What to do: Copy out the lines of the items below exactly, starting with the line that contains "of the airport" and continuing through the end of the items.

Excerpted data:
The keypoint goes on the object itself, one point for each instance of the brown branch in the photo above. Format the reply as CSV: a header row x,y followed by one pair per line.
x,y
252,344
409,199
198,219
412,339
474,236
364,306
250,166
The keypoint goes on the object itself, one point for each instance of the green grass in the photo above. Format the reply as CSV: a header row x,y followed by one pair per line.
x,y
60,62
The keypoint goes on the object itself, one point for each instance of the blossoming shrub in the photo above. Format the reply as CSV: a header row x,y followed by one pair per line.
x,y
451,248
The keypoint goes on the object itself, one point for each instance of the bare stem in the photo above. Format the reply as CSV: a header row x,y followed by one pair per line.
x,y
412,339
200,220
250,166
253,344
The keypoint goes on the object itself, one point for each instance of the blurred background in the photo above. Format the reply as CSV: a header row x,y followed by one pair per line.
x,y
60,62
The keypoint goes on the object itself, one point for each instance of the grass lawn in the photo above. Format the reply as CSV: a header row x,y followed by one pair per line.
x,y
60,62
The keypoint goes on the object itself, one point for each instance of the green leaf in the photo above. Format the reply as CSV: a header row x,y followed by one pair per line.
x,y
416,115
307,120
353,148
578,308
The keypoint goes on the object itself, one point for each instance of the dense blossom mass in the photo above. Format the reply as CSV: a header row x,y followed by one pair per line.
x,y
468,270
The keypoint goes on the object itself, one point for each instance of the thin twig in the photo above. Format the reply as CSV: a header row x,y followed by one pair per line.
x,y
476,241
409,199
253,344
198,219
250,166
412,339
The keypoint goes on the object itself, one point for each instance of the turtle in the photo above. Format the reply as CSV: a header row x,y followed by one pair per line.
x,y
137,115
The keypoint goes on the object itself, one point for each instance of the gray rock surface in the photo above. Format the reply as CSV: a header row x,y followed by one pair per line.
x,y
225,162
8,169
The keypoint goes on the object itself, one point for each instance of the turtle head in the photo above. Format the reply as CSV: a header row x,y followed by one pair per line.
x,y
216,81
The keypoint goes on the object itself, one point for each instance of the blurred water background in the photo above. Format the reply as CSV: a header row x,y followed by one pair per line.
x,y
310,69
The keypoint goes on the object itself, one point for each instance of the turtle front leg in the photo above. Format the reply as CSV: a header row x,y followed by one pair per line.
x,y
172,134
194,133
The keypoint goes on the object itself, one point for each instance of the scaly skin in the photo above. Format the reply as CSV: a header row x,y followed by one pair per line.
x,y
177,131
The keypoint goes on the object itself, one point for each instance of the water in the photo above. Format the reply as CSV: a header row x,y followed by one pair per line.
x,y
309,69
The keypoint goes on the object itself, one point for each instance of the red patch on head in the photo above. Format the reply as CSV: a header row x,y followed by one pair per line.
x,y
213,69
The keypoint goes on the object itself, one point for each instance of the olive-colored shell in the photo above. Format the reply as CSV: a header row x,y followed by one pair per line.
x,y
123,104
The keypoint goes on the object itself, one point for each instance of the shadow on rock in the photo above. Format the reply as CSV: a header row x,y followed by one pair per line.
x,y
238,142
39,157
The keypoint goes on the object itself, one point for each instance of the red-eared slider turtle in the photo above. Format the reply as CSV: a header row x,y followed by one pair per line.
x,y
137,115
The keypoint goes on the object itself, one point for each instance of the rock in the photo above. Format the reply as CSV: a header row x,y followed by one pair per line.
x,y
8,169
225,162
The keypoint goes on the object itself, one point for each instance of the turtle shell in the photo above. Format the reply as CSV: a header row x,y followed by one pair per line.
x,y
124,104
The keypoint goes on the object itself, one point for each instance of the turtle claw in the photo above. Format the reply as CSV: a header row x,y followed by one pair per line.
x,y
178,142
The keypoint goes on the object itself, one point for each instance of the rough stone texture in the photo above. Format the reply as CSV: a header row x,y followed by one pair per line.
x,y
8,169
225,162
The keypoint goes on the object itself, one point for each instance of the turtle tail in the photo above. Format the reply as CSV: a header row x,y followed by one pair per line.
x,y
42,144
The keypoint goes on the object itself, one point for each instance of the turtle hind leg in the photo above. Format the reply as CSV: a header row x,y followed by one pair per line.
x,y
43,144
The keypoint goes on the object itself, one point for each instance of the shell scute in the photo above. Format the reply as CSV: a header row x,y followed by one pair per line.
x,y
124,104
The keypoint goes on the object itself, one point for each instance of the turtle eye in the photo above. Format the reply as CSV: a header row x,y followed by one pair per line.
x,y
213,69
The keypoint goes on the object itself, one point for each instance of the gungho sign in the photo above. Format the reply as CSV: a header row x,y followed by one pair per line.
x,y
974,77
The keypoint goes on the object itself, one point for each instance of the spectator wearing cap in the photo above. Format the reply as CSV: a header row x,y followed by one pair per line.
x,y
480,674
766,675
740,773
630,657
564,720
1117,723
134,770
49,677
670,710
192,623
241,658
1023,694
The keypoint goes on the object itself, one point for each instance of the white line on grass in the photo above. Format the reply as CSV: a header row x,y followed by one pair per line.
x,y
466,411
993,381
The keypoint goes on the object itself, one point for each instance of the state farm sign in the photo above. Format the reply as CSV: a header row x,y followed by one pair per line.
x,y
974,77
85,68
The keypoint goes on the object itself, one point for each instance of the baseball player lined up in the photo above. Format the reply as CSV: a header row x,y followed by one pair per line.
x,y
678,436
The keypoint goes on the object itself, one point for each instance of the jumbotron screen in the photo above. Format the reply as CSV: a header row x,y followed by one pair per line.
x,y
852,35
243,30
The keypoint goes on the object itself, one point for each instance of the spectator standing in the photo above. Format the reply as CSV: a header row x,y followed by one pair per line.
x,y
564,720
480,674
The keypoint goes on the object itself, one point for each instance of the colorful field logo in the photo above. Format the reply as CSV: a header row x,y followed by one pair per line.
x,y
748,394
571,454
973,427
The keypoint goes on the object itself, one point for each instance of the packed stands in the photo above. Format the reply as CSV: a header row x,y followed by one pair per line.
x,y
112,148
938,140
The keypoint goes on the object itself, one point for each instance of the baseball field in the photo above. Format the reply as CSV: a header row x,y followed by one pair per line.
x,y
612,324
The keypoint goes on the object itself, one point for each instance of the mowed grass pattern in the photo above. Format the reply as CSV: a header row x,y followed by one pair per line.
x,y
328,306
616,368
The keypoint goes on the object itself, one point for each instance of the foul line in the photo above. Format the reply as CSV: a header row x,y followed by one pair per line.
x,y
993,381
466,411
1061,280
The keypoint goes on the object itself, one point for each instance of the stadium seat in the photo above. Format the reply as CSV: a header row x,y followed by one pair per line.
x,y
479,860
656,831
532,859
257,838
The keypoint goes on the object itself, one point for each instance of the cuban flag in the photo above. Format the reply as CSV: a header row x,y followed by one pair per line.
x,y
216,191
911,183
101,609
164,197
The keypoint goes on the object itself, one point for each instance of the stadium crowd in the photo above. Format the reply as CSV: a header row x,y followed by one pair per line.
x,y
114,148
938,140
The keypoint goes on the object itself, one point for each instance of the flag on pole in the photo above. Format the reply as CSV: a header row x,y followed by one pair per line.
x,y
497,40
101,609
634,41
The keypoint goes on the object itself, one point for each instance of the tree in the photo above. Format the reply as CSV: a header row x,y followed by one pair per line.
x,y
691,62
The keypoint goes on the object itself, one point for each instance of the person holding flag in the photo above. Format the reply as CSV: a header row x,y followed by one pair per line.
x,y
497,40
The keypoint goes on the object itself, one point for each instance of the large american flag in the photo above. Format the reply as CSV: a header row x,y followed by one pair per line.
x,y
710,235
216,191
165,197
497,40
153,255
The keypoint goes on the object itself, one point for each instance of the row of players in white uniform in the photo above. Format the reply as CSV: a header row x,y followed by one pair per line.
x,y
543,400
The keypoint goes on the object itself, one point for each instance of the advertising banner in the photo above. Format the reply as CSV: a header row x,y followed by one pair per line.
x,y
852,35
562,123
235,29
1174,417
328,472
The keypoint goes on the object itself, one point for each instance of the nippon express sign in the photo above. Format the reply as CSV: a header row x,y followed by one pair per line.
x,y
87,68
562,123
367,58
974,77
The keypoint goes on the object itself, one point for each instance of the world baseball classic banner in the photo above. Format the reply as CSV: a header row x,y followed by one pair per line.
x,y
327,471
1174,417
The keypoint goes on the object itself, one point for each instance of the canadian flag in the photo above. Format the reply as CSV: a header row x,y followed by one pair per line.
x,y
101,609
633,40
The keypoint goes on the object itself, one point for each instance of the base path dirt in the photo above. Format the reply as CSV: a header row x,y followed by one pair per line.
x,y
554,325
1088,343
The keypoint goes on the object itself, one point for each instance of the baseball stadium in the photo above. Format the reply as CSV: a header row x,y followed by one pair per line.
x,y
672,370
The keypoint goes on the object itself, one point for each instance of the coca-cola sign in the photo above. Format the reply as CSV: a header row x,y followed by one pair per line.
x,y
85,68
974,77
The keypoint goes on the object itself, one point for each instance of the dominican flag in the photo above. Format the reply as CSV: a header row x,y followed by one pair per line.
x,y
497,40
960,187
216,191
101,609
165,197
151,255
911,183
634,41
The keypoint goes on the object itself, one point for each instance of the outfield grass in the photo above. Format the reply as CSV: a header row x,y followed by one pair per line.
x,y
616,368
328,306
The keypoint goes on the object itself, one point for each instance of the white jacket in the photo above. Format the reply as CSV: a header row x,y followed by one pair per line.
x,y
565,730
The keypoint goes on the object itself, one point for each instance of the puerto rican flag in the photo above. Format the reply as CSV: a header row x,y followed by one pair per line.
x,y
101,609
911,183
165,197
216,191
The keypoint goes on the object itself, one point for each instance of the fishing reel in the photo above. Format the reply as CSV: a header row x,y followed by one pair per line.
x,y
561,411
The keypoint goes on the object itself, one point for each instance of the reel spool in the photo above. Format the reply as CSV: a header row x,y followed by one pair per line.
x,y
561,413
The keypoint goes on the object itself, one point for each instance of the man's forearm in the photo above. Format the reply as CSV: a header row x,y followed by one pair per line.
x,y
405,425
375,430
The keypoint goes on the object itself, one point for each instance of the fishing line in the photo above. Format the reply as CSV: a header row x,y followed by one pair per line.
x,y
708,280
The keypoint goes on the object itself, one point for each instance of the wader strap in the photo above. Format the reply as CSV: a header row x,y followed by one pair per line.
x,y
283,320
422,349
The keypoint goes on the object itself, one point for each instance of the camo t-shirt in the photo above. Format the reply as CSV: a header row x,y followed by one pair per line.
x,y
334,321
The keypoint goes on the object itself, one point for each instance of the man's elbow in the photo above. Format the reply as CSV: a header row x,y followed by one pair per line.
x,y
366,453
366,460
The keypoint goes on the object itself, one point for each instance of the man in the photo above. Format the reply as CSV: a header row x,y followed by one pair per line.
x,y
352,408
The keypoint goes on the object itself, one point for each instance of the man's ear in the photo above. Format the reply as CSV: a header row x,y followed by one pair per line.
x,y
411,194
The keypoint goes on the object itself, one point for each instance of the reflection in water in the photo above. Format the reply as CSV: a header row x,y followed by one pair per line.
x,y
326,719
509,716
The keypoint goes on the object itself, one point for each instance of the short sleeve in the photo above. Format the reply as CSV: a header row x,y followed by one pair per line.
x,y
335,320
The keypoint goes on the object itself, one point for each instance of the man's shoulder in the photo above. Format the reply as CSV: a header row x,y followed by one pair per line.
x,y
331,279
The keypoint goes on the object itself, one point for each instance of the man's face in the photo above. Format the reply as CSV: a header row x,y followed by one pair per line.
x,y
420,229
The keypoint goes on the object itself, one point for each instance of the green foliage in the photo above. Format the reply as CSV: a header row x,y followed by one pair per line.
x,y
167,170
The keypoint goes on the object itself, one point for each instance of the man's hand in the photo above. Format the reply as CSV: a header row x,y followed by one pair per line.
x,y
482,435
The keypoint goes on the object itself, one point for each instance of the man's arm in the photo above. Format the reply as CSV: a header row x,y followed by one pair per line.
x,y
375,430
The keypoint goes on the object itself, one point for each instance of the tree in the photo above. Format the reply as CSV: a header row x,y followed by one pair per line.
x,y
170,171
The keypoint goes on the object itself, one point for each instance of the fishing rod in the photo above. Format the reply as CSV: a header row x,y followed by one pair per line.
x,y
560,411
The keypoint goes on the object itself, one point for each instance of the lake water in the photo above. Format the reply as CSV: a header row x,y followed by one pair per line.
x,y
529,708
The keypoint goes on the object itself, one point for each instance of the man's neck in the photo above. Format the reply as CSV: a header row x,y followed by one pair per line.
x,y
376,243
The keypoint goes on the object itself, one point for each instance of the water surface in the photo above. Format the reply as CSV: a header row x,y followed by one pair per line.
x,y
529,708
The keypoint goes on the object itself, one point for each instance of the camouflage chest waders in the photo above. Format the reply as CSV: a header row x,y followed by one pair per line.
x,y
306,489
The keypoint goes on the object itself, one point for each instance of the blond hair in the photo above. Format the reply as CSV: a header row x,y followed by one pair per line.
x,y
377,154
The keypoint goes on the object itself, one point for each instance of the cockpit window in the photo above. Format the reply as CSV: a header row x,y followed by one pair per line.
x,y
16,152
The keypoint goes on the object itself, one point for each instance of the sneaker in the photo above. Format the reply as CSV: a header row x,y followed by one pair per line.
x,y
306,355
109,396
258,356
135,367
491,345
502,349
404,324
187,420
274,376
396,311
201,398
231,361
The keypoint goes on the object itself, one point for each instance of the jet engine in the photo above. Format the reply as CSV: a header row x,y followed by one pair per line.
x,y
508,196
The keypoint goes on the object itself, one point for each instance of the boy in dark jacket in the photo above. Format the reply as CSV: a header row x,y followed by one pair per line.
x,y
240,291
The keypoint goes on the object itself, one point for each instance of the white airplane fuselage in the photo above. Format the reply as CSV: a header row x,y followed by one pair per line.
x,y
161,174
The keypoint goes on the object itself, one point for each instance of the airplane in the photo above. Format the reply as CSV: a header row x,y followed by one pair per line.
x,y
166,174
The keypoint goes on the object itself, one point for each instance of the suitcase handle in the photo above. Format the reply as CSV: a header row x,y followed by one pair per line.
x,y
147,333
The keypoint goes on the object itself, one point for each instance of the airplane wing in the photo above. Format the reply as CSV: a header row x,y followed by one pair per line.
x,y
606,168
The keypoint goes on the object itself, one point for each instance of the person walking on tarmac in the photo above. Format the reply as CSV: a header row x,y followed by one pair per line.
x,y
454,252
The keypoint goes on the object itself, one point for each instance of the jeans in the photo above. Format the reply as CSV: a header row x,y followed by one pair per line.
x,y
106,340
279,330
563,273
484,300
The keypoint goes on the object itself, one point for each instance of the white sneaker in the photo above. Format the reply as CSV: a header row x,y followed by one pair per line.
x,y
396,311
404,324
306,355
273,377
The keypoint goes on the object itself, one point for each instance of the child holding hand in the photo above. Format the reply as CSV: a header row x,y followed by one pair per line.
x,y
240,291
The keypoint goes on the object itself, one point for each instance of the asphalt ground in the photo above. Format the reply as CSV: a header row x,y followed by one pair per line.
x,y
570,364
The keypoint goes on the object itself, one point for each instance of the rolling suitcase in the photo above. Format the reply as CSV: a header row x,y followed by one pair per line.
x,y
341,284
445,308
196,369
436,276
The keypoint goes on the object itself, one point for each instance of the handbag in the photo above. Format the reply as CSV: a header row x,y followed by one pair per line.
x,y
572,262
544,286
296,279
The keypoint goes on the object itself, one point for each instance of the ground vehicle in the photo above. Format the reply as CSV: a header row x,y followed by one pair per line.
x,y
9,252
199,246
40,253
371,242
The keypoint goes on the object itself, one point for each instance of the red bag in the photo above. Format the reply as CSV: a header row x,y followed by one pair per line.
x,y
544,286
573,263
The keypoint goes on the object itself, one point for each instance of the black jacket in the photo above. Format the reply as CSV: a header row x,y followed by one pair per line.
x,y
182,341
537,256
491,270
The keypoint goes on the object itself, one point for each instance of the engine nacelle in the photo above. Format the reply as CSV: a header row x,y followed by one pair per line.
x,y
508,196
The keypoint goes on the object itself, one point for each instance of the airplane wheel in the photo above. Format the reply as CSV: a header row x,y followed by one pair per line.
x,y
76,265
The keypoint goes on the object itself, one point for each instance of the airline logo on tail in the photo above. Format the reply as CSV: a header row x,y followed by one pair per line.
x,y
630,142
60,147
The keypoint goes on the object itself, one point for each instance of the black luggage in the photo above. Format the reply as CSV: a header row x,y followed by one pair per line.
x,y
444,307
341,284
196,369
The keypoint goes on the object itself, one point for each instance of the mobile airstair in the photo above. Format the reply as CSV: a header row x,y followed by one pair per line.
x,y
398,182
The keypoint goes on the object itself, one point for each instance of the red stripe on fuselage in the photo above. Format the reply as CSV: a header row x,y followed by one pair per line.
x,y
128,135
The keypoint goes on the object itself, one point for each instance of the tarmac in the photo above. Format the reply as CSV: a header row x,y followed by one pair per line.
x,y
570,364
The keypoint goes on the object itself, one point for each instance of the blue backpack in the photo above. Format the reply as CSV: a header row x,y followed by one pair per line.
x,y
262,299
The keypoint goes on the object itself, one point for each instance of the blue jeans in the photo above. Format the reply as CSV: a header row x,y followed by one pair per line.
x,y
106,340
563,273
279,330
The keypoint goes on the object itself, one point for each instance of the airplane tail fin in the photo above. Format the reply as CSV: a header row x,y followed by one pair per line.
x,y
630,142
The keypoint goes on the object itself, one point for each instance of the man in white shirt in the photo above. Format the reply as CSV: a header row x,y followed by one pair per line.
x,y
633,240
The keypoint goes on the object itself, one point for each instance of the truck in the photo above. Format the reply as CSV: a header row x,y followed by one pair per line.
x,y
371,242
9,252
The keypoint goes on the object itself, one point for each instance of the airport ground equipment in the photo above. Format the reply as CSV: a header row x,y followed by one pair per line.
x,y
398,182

Finished exercise:
The keypoint goes on the object itself, one point for each instance of the airport ground equipment in the photo above. Format the reply as CSV: a header row x,y followed by one pair per line.
x,y
398,182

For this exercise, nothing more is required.